-- start of GIVEN INFORMATION --
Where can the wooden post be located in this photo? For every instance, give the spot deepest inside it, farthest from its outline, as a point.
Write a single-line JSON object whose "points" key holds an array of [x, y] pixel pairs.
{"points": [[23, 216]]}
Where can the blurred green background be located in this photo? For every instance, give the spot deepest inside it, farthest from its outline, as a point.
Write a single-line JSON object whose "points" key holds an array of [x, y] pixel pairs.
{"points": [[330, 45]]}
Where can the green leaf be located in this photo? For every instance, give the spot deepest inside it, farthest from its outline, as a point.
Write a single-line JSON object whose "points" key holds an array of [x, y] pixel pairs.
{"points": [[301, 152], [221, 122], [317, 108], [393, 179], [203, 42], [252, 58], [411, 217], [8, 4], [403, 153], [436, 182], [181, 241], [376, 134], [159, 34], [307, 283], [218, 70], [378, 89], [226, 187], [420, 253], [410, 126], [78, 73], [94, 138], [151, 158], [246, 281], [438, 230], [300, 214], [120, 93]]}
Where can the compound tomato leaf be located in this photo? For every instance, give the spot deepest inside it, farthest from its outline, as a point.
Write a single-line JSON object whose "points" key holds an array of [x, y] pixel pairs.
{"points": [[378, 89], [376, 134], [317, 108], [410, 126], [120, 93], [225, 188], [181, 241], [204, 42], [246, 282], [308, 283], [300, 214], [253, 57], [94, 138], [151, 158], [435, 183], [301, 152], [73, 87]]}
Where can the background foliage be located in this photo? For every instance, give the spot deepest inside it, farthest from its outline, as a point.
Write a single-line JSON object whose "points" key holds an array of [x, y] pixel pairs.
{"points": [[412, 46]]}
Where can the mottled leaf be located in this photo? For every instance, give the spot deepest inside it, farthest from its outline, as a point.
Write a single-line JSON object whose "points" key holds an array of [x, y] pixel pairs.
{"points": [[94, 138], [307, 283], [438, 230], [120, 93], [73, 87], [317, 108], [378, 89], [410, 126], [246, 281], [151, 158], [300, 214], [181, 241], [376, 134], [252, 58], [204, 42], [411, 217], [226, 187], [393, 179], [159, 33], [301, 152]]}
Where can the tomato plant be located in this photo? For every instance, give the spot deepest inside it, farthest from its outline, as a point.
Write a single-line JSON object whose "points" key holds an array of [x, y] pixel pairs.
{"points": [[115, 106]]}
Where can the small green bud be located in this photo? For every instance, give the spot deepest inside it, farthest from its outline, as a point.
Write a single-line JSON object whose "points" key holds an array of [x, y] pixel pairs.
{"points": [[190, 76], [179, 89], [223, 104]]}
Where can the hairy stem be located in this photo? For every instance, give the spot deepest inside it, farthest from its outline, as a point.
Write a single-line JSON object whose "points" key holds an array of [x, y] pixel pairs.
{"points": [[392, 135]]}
-- end of GIVEN INFORMATION --
• [TASK] Change "hairy stem" to "fuzzy stem" in the part of the records that opens with the line containing "Where can the hairy" and runs through the end of the records. Give only that part, with everything else unchanged.

• [PROBLEM SOLUTION]
Where can the fuzzy stem be located in this photo? For every instance, give the spot deepest inside it, farthest from its outline, as a point.
Write a single-line JSON object whose "points" key holds an array of [x, y] pixel pairs.
{"points": [[392, 135]]}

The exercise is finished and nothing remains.